Explosive or flammable range — Explosive or flammable range is used to define the limits of flammability. It may be explained as the range of concentration of a combustible in an oxidant through which a flame, once initiated, will continue to propagate at the specified temperature and pressure.

For example, gasoline vapors mixed with air will propagate flame between 1.4 and 7.6 percent by volume of gasoline at 21°C (70°F) and atmospheric pressure. As the temperature increases the flammable range widens. A decrease in temperature can cause a previously flammable mixture to become non-flammable by placing it either above or below the limits of flammability for the specific environmental conditions. The extremities of the “range” are referred to as the lower and upper flammable limits.

Ignition temperature — Ignition temperature is the minimum temperature to which flammable liquid vapor in the air must be heated in order to initiate or cause self-sustained combustion independently of the original heat source. It is too easy to discount the high hazards of flammable liquids when noting relatively high ignition temperatures. Gasoline’s ignition temperature is commonly shown above 500°F. You must constantly remind yourself that an extremely small area and duration of temperature contact is all that’s needed to set flammable vapor aflame.

Specific gravity — Specific gravity is important in fire prevention planning in order to anticipate the behavior of the liquid where water is present under fire conditions. Many flammable liquids with specific gravity less than 1 (lighter that water) are also insoluble in water. Water, therefore, may be totally ineffective as an extinguishing agent.

=====

What to do: In the flammable liquids text, rewrite the paragraph beginning "For example, gasoline vapors" as a brief list that keeps its main facts. Rely solely on the flammable liquids text above.

=====

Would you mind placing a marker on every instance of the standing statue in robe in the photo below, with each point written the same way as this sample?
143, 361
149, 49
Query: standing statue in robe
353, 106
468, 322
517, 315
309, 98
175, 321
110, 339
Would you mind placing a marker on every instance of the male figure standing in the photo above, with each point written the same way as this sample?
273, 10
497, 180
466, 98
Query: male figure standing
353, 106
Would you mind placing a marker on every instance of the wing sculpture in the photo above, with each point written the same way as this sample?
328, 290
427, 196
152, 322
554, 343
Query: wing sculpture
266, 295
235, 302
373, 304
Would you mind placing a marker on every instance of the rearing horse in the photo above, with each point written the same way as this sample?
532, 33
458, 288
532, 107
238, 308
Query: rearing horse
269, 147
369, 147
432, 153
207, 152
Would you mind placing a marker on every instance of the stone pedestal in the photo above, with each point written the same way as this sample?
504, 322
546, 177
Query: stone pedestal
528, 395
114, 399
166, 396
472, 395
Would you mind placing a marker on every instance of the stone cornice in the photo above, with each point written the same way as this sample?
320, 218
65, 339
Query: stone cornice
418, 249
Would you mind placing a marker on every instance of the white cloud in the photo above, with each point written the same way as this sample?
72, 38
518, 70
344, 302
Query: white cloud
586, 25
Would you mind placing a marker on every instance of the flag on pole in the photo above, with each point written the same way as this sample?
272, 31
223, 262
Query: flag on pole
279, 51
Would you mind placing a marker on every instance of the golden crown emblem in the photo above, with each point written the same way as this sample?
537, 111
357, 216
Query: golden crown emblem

=====

Response below:
- Gasoline vapors mixed with air propagate flame between 1.4 and 7.6 percent gasoline by volume at 21°C (70°F) and atmospheric pressure.
- A rise in temperature widens the flammable range.
- A drop in temperature can make a previously flammable mixture non-flammable by placing it above or below the limits of flammability for the specific conditions.
- The extremities of the range are called the lower and upper flammable limits.